__Problem requirements__. Reproduce every line of the listing below, from the line containing "Please identify the windshield" through the end of the listing, inclusive. Offset each number in the answer coordinates by -143 and leave all other lines unchanged.

__Records provided__.

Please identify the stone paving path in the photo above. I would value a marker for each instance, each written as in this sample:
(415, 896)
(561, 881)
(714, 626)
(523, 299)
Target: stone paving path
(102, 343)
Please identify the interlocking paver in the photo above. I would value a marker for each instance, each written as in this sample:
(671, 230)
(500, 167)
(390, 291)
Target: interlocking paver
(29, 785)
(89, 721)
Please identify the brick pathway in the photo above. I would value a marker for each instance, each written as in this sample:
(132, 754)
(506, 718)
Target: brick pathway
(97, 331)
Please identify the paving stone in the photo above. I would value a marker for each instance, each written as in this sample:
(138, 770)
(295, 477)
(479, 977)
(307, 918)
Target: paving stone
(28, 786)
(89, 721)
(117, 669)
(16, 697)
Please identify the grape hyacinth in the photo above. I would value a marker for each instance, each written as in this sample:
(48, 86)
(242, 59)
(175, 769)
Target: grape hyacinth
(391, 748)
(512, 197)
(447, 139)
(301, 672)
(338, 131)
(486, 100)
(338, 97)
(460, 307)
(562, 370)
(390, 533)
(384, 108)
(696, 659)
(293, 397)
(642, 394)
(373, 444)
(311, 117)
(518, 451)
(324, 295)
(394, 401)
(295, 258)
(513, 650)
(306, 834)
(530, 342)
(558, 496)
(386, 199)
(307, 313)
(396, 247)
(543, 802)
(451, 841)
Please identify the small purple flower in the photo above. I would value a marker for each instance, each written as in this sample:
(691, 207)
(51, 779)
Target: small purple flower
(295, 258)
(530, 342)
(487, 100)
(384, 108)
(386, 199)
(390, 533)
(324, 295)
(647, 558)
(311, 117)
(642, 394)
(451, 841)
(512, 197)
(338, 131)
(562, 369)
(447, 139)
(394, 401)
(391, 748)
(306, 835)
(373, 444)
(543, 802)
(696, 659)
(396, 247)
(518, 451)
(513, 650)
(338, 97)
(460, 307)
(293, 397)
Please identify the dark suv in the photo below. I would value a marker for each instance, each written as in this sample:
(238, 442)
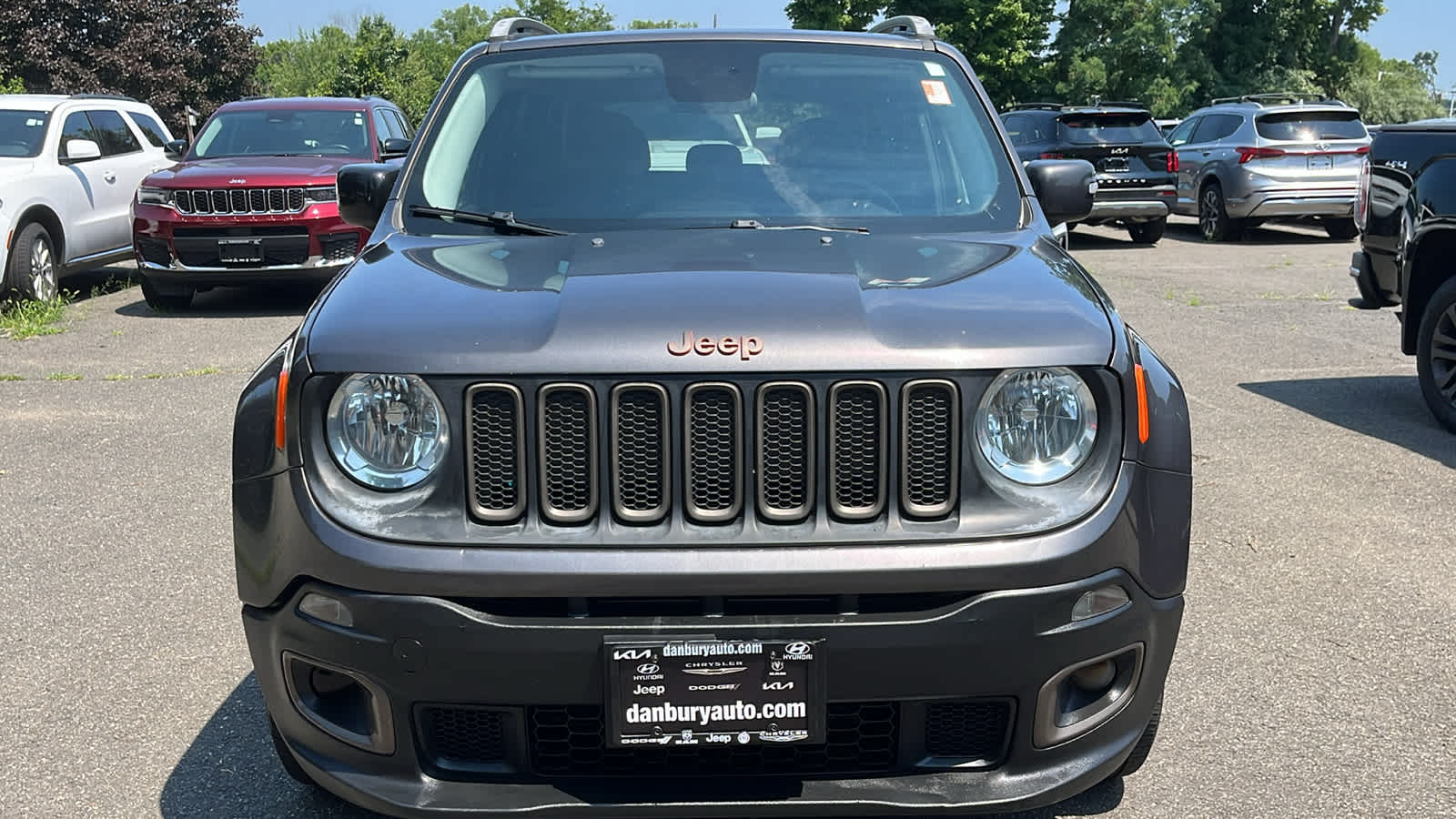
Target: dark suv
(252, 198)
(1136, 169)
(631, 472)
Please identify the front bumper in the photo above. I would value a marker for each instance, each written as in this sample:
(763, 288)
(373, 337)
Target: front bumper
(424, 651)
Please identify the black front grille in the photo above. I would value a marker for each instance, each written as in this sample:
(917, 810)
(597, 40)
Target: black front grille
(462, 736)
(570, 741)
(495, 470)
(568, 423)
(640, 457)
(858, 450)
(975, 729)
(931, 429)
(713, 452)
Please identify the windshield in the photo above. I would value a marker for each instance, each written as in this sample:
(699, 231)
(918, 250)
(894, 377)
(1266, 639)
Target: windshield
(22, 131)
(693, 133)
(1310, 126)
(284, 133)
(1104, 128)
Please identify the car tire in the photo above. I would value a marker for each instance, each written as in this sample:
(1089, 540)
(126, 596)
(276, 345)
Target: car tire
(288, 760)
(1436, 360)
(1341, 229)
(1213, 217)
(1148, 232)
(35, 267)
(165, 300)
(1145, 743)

__Output for this task__.
Please identify the windshield in the photo above. I would value a marker for each instance, each written as in this sample:
(699, 231)
(918, 250)
(894, 377)
(1266, 639)
Target: windshield
(-121, -12)
(550, -10)
(1167, -17)
(141, -10)
(961, -15)
Please identify the car tire in the photo above. I would value a marker for each instance, each written as in this sample:
(1089, 540)
(126, 596)
(276, 345)
Target: car tire
(145, 617)
(1293, 217)
(1198, 86)
(1070, 74)
(1005, 89)
(-108, 124)
(22, 157)
(1002, 600)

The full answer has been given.